• **Excerpted data**:
════
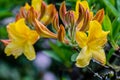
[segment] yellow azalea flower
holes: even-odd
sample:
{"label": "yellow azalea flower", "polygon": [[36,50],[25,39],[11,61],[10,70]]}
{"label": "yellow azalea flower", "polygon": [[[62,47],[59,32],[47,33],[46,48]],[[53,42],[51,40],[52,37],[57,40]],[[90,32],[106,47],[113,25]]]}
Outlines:
{"label": "yellow azalea flower", "polygon": [[103,50],[107,42],[107,34],[102,30],[102,26],[96,20],[90,21],[88,36],[85,32],[76,32],[76,42],[82,48],[76,58],[76,66],[85,67],[89,64],[91,58],[99,61],[103,65],[106,63],[106,57]]}
{"label": "yellow azalea flower", "polygon": [[33,44],[39,38],[37,32],[30,30],[23,18],[17,22],[10,23],[7,26],[7,31],[10,38],[10,43],[5,48],[7,56],[13,55],[17,58],[23,53],[27,59],[35,59],[36,55]]}
{"label": "yellow azalea flower", "polygon": [[32,0],[32,7],[38,12],[41,11],[42,0]]}
{"label": "yellow azalea flower", "polygon": [[76,17],[79,16],[79,4],[84,8],[84,10],[88,10],[88,12],[90,13],[90,19],[93,17],[93,12],[90,11],[90,8],[89,8],[89,5],[88,5],[88,2],[87,1],[77,1],[76,3],[76,7],[75,7],[75,10],[76,10]]}

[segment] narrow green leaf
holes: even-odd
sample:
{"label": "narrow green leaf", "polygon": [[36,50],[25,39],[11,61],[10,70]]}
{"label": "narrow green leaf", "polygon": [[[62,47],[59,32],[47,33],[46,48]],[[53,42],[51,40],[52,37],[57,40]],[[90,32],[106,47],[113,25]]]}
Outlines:
{"label": "narrow green leaf", "polygon": [[113,38],[115,39],[116,35],[120,32],[120,17],[116,18],[112,23],[113,28]]}
{"label": "narrow green leaf", "polygon": [[120,12],[120,0],[116,0],[117,10]]}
════
Reproduce all the entries above, leaving out the pictures, with "even-odd" replaced by "nonzero" everywhere and nothing else changed.

• **Full response**:
[segment] yellow azalea flower
holes: nonzero
sample:
{"label": "yellow azalea flower", "polygon": [[36,50],[25,39],[11,61],[10,70]]}
{"label": "yellow azalea flower", "polygon": [[[62,47],[59,32],[47,33],[46,48]],[[53,42],[51,40],[52,37],[57,40]],[[90,32],[106,47],[113,25]]]}
Outlines:
{"label": "yellow azalea flower", "polygon": [[103,50],[107,42],[107,34],[102,30],[102,26],[96,20],[90,21],[88,36],[85,32],[76,32],[76,42],[82,48],[76,58],[76,66],[85,67],[89,64],[91,58],[99,61],[103,65],[106,63],[106,57]]}
{"label": "yellow azalea flower", "polygon": [[33,44],[39,38],[37,32],[30,30],[23,18],[17,22],[10,23],[7,26],[7,31],[10,38],[10,43],[5,48],[7,56],[13,55],[17,58],[23,53],[27,59],[35,59],[36,55]]}
{"label": "yellow azalea flower", "polygon": [[32,0],[32,7],[38,12],[41,11],[42,0]]}
{"label": "yellow azalea flower", "polygon": [[76,17],[79,16],[79,4],[84,8],[84,10],[88,10],[88,12],[90,13],[90,19],[93,17],[93,12],[90,11],[90,8],[89,8],[89,5],[88,5],[88,2],[87,1],[77,1],[76,3],[76,7],[75,7],[75,10],[76,10]]}

[segment] narrow green leaf
holes: nonzero
sample:
{"label": "narrow green leaf", "polygon": [[36,50],[25,39],[11,61],[10,70]]}
{"label": "narrow green leaf", "polygon": [[[62,47],[59,32],[47,33],[46,48]],[[53,42],[51,40],[52,37],[57,40]],[[90,32],[106,47],[113,25]]]}
Outlines:
{"label": "narrow green leaf", "polygon": [[113,38],[115,39],[116,35],[120,32],[120,17],[116,18],[112,23],[113,28]]}
{"label": "narrow green leaf", "polygon": [[120,12],[120,0],[116,0],[117,10]]}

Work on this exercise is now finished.